§ **Aufgaben**:
1. Können Sie aus dem Artikel über die Unwetter in Salzburg die Stelle abtippen, die mit „Muren, die Einfamilienhäuser“ beginnt und bis einschließlich „noch passieren könnte.“ weitergeht?
2. Wie lässt sich der Absatz aus dem Artikel über die Unwetter in Salzburg, der mit „Dabei sind die Salzburger hart im Nehmen“ beginnt, als knappe Stichpunktliste fassen, ohne dass wesentliche Fakten verloren gehen?
3. Treffen diese Aussagen laut dem Artikel über die Unwetter in Salzburg zu? (a) Der Jahrhundert-Schneefall ereignete sich im Jänner. (b) Der Jahrhundert-Regen traf vor allem den Norden des Landes. (c) Der Artikel sieht in der Veränderung auch eine Chance, einen neuen Konsens zu finden. Antworten Sie jeweils mit Ja oder Nein, und zitieren Sie die entscheidenden Worte wörtlich.

Wenn Salzburgs überhitzte Böden absaufen
Bedroht durch Naturgewalten und zugleich heiß begehrt. Salzburgs Landschaften im Ausnahmezustand. Eine Bestandsaufnahme unserer Lebensgrundlage.
Muren, die Einfamilienhäuser wie Streichhölzer wegschieben und eine Wucht entfalten, die ganz Salzburg erschreckt. Das Land rückt zusammen, geeint im Mitgefühl mit den Opfern, der Dankbarkeit für die rackernden Einsatzkräfte, aber auch in der Sorge, was da passiert und noch passieren könnte.
Dabei sind die Salzburger hart im Nehmen. Zu viel ist heuer passiert. Der Jahrhundert-Schneefall im Jänner. Die schweren Schäden in Uttendorf und Rußbach. Und jetzt der Jahrhundert-Regen! Er überfiel den Süden zu einem ungewöhnlichen Zeitpunkt. Im November bangt man vielleicht um Schnee, aber kämpft nicht gegen Wasser und Muren. Salzburg erlebte eine neue Bedrohungslage, die viele grübelnd zurücklässt.
Das Jahr 2019 wird ein weiterer Markstein, der die Verletzlichkeit der Alpentäler offenbart. Die Menschen spüren das und erkennen die Veränderung. Darin steckt auch die Chance, einen neuen Konsens auf heikle Fragen zu finden. Immerhin geht es um unser aller Lebensgrundlage.

§ **Datensatz**:

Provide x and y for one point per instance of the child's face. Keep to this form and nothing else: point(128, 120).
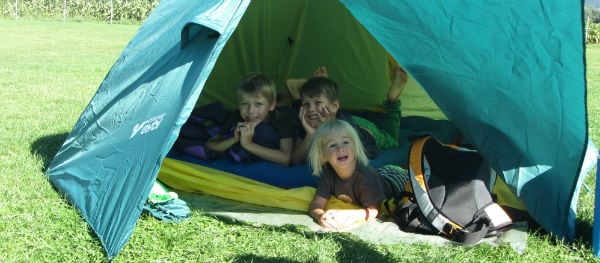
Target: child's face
point(318, 105)
point(340, 152)
point(254, 107)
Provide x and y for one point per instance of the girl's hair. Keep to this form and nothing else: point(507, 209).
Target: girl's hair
point(318, 145)
point(260, 83)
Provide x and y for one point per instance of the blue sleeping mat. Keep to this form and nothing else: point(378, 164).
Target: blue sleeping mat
point(284, 176)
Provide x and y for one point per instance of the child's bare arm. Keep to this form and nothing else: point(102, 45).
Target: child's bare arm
point(316, 210)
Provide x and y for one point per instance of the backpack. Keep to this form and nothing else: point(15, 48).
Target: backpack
point(448, 194)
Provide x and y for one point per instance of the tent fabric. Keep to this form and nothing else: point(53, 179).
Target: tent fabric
point(497, 62)
point(510, 76)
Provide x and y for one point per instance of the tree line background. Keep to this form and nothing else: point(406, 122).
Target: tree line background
point(119, 11)
point(128, 11)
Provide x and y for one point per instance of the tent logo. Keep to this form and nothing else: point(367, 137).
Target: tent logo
point(147, 125)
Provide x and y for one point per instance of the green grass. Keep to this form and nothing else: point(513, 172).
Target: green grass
point(48, 73)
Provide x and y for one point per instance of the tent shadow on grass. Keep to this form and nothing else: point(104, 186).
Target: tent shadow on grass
point(350, 247)
point(46, 147)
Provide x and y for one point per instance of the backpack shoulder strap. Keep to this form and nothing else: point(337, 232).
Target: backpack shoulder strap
point(418, 169)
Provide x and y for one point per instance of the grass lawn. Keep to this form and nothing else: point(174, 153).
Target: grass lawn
point(48, 73)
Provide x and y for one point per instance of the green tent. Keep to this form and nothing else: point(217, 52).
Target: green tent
point(509, 75)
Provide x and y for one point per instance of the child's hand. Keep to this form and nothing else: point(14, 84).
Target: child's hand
point(326, 114)
point(246, 133)
point(340, 218)
point(308, 128)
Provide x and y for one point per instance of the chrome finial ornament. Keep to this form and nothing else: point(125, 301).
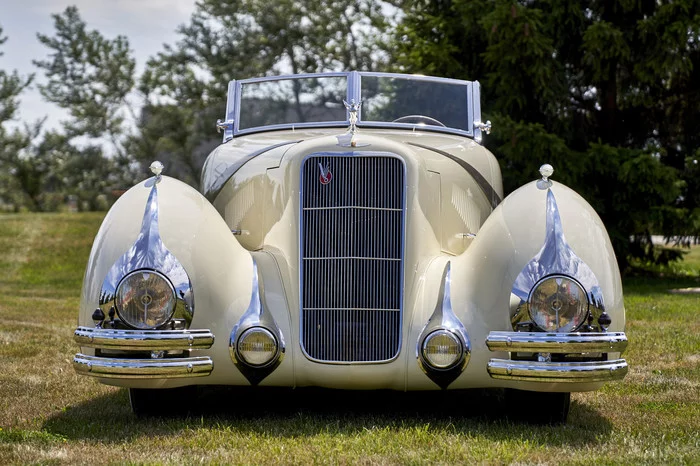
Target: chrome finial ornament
point(353, 114)
point(157, 168)
point(546, 171)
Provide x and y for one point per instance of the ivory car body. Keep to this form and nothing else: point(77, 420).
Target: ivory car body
point(352, 233)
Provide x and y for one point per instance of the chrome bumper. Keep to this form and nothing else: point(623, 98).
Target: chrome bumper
point(142, 368)
point(143, 340)
point(558, 343)
point(140, 341)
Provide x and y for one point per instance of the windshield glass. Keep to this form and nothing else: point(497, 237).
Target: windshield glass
point(387, 100)
point(288, 101)
point(406, 100)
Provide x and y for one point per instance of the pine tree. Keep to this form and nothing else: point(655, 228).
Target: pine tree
point(606, 91)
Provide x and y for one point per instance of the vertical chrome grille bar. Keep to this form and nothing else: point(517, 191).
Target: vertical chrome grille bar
point(351, 241)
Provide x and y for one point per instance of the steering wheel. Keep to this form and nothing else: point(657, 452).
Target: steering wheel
point(418, 119)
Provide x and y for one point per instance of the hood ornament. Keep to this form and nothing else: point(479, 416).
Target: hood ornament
point(326, 176)
point(353, 115)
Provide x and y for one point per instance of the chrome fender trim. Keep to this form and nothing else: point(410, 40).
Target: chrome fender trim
point(574, 372)
point(143, 340)
point(142, 368)
point(538, 342)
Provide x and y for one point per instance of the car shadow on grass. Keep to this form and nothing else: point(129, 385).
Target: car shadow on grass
point(310, 412)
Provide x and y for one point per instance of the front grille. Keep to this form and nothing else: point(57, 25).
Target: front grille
point(352, 258)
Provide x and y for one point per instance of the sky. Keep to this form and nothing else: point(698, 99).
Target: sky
point(148, 24)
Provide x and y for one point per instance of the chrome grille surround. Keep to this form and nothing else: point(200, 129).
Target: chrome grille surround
point(351, 236)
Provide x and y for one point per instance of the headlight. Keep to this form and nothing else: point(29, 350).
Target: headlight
point(558, 304)
point(145, 299)
point(257, 346)
point(442, 349)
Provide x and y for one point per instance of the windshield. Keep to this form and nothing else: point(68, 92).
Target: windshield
point(391, 99)
point(287, 101)
point(387, 100)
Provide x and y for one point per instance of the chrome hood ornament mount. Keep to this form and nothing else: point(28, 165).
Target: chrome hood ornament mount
point(349, 139)
point(557, 257)
point(149, 253)
point(444, 319)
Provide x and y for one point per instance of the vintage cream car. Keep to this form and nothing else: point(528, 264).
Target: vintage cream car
point(352, 233)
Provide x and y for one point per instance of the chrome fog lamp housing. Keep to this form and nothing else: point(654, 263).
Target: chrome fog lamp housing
point(558, 303)
point(442, 350)
point(257, 347)
point(145, 299)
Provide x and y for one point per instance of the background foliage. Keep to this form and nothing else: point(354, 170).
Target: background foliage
point(608, 92)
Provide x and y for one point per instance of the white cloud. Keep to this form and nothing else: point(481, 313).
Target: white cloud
point(148, 24)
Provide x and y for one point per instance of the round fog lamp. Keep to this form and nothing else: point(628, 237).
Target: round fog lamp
point(558, 304)
point(145, 299)
point(257, 346)
point(442, 349)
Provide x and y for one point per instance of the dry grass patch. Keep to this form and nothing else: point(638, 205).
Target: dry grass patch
point(50, 415)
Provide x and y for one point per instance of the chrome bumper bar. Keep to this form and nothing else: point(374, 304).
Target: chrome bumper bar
point(142, 368)
point(534, 371)
point(534, 342)
point(557, 343)
point(143, 340)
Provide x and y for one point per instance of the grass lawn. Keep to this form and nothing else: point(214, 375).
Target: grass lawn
point(50, 415)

§ **Lösungen**:
1.
Muren, die Einfamilienhäuser wie Streichhölzer wegschieben und eine Wucht entfalten, die ganz Salzburg erschreckt. Das Land rückt zusammen, geeint im Mitgefühl mit den Opfern, der Dankbarkeit für die rackernden Einsatzkräfte, aber auch in der Sorge, was da passiert und noch passieren könnte.

2.
- Die Salzburger sind hart im Nehmen, doch heuer ist zu viel passiert.
- Im Jänner gab es einen Jahrhundert-Schneefall.
- In Uttendorf und Rußbach entstanden schwere Schäden.
- Jetzt folgte ein Jahrhundert-Regen, der den Süden zu einem ungewöhnlichen Zeitpunkt überfiel.
- Im November bangt man sonst eher um Schnee, statt gegen Wasser und Muren zu kämpfen.
- Salzburg erlebte eine neue Bedrohungslage, die viele grübelnd zurücklässt.

3.
(a) Ja: „Der Jahrhundert-Schneefall im Jänner.“
(b) Nein: „Er überfiel den Süden zu einem ungewöhnlichen Zeitpunkt.“
(c) Ja: „Darin steckt auch die Chance, einen neuen Konsens auf heikle Fragen zu finden.“